Using the information
(a) According to the excerpt on Lyon County history, what was the per-mile price of the road contract for the King of Trails work?
(b) Reproduce the excerpt on Lyon County history between "When the second" and "a fine time.", inclusive, swapping "picnic" for "festival".
(c) Extend the excerpt on Lyon County history beyond its final sentence.
--- Excerpted passage Enclosed Below ---
When the second annual picnic of the Lyon County Farm Bureau was held there was an attendance of 5,000 people estimated. Governor Kendall was the speaker of the day, the high school band played and everyone had a fine time.
Mid-summer brought the annual chatauqua program and with it one of the nation's greatest public speakers. W. J. Bryan, a candidate for president several times, spoke at an overflow crowd in the chautauqua tent, east of the courthouse.
When the general election was held in November, republicans made a fine showing over the country-both houses of congress were to be republican. In Iowa a maverick republican, Smith Brookhart, was sent to the United States Senate. He carried Lyon county over Herring by a vote of 2091 to 641. Of greatest interest in the election was the proposal to issue bonds to pay Iowa's veterans of the war a bonus-it carried statewide-and in Lyon county by a 1956 to 789 margin.
Late in November the board of supervisors let a contract to M. S. Smith & Son of Jackson, Minn., to grade and gravel the King of Trails (now highway 75) from the state line to the Sioux county line. This would give the area an all-weather road to Sioux City. The Osceola county board also voted to gravel the road between the Lyon county line and Sibley-thus giving local people gravel road access to both east and south of Rock Rapids. The road contract for the King of Trails work was $1,000 a mile-said to be the lowest bid for such work since the war.
Two tragedies marred the early part of December 1922 in Rock Rapids. Charles Libby, veteran Rock Rapids business man, took his life by taking "26 grains of strychnine". He had been acting "queerly" according to reports from friends and relatives. Then Floyd Stiegel and his wife continued their brawls and he went into the cafe where she was working, shot her twice and then put a bullet in his own brain. Both died-and patrons in the cafe were badly shaken by the event. Stiegel had been a "trouble maker", the papers reported.
Two Rock Rapids drug stores had permits to sell liquor for medicinal purposes-but it took a doctor's prescription, and the druggist could only sell a pint every 10 days to those who had the prescriptions, and the necessary money. But there were other sources from which booze could be obtained.
And then bad news for those who wanted to have a little holiday cheer.
--- End of Enclosed Excerpted passage ---
--- Recorded data Enclosed Below ---
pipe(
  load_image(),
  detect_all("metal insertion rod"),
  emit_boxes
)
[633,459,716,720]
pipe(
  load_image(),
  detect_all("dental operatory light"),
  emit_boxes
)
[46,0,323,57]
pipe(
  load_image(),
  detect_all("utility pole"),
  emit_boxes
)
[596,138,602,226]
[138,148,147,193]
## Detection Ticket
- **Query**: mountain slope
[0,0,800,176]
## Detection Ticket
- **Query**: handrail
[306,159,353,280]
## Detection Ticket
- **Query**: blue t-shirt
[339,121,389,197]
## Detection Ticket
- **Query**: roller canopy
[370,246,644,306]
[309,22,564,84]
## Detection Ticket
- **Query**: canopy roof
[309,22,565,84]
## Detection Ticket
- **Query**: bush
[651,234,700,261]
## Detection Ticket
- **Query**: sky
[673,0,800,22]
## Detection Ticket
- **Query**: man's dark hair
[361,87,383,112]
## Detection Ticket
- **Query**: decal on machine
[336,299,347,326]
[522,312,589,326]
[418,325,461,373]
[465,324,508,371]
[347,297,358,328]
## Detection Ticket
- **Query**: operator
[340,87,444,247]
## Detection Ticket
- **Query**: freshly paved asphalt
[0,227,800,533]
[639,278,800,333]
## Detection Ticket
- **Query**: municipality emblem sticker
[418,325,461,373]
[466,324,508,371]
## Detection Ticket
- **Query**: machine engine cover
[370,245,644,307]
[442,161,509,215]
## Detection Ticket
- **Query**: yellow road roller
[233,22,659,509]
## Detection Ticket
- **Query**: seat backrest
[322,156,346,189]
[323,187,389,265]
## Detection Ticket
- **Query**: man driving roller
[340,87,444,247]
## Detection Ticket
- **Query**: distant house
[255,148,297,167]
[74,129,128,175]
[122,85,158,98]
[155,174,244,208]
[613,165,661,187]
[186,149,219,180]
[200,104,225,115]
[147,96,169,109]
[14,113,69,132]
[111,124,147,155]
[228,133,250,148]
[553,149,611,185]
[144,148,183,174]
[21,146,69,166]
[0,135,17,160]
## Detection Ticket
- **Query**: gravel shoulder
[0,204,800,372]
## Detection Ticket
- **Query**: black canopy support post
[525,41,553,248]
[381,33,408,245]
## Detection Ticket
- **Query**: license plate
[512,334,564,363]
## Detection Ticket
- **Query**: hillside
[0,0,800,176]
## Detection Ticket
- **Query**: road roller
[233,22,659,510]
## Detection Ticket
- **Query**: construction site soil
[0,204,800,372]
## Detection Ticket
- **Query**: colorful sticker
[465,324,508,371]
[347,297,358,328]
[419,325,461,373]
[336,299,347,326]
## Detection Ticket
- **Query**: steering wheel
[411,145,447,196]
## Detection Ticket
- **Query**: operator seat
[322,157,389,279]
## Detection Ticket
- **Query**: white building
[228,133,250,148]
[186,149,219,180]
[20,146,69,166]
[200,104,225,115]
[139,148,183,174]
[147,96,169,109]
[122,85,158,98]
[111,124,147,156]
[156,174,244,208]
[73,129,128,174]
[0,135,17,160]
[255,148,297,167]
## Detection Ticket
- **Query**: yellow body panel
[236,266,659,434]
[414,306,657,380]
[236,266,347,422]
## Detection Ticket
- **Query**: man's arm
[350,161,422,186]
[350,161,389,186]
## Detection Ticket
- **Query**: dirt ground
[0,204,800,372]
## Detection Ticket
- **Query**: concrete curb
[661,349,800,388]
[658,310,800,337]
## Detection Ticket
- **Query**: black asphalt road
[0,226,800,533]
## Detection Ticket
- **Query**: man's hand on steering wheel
--- End of Enclosed Recorded data ---
Answers per task
(a) $1,000 a mile

(b)
When the second annual festival of the Lyon County Farm Bureau was held there was an attendance of 5,000 people estimated. Governor Kendall was the speaker of the day, the high school band played and everyone had a fine time.

(c)
Federal agents from Sioux Falls, Sioux City and Minneapolis made a raid at Granite a week before Christmas. There they found four stills working in a small barn on the James DeZotell property. J. F. Cronoble, DeZotell's father-in-law acknowledged the he was the operator. The agents found 150 gallons of raisin mash, and a quantity of the finished product. There were 600 gallon glass containers, 200 stone jugs, a gross of pint bottles-all were seized. The revenuer said it was one of the largest liquor plants in Iowa-and the Sioux Falls agent said it was the main source of supply for Sioux Falls people who wanted a little "hootch". On the way back, after the raid, the agents stopped at Lester and picked up "Fat" Arends. His restaurant had the reputation of having liquor for those who wanted it-and he was charged when agents found liquor in the place.
It is our hope that those who have read this book will keep it in mind, that while reproduction of some of the pictures used is not of the quality we would have liked-all of the pictures are fifty or more years old. Time has taken its toll.
The historical record of Rock Rapids and related incidents of Lyon county ends at what was the beginning of a depression which affected local people until the beginning of World War II. At a later time we hope the record of the years from 1922 on will be compiled. That record must await the passage of time. There are still too many people alive who figured in the various events of the period from the 1920's on, to present the picture without stirring up memories that are too painful.